[Dataset items]
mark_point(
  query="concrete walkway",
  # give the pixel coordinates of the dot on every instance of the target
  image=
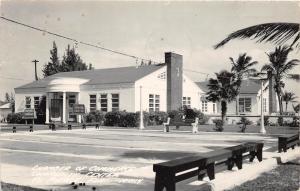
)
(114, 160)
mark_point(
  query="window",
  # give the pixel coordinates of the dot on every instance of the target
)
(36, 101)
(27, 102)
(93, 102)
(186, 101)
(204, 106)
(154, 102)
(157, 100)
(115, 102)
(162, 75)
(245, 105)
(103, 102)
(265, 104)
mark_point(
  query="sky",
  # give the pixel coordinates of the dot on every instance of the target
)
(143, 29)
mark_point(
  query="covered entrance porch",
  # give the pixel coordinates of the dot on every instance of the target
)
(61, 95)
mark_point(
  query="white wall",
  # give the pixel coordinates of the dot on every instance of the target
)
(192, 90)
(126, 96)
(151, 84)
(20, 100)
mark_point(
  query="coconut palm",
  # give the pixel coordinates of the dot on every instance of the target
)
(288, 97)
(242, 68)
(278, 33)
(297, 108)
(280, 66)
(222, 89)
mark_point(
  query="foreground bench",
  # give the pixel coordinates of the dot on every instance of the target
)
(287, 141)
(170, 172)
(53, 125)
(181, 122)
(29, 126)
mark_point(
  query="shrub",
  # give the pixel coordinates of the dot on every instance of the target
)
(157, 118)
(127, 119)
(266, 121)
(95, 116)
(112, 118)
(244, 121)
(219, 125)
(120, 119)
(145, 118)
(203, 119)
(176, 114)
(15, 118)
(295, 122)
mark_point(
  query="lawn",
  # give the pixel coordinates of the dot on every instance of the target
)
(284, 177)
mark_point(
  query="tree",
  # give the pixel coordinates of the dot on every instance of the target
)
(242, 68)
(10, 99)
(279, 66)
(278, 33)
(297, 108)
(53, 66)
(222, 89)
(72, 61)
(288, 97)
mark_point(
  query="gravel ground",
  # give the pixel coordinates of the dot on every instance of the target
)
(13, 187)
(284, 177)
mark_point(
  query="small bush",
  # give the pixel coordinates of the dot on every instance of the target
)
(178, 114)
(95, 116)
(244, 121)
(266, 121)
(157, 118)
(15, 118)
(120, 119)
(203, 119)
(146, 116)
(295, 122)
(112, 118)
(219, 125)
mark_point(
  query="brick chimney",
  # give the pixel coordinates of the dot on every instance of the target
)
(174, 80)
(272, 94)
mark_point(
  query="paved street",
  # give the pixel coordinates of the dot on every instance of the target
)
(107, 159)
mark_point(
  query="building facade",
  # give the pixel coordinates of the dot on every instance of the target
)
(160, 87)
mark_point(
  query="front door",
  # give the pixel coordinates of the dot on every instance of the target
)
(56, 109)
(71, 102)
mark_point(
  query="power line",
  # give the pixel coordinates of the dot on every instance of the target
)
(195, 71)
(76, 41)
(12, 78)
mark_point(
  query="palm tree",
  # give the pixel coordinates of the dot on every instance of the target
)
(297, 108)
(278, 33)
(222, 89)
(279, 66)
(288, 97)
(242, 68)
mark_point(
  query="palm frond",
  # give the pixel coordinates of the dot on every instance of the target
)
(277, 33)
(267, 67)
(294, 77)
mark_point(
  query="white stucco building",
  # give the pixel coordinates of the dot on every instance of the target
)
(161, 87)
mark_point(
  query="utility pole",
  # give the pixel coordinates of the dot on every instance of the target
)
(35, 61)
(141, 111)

==

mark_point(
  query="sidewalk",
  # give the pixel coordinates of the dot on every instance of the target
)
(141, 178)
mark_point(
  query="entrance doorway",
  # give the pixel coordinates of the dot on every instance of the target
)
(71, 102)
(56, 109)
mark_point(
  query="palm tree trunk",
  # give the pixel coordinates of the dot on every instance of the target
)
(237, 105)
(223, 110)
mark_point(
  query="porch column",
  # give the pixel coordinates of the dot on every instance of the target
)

• Task to complete: Give only a number: how many lines of the data hold the string "palm"?

• Answer to the exercise: 4